(DATASET EXTRACT)

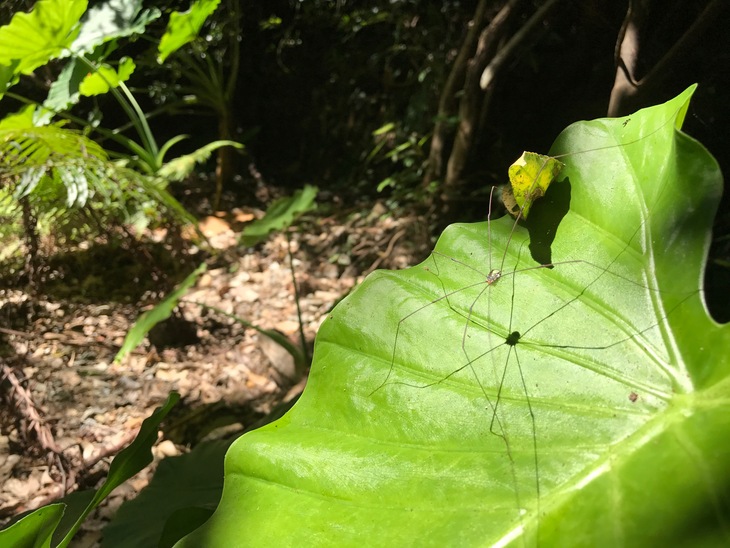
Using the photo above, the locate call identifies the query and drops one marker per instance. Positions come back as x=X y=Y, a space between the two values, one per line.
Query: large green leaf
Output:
x=111 y=20
x=46 y=32
x=184 y=27
x=586 y=404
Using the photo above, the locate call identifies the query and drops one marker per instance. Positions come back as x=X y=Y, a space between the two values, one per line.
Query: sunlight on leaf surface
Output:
x=613 y=379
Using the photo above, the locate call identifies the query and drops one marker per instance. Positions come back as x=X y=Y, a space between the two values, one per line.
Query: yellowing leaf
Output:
x=530 y=176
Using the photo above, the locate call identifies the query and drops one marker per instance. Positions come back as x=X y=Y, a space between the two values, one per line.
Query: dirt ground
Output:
x=68 y=408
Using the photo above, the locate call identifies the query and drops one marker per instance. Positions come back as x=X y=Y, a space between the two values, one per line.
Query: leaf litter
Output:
x=60 y=352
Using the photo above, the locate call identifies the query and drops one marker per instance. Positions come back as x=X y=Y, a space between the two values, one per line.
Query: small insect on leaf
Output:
x=530 y=176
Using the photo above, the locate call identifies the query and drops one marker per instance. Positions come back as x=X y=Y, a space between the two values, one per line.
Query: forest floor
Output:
x=68 y=408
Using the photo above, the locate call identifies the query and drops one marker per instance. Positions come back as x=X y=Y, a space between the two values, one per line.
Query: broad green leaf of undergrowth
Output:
x=40 y=527
x=128 y=462
x=602 y=422
x=184 y=27
x=44 y=33
x=35 y=530
x=159 y=313
x=189 y=483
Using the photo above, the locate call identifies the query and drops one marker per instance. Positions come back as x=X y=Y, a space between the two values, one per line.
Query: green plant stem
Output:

(End DATASET EXTRACT)

THE PROBLEM
Going through the entries above, report how many lines include the string "green". The number alone is the answer.

TASK RESPONSE
3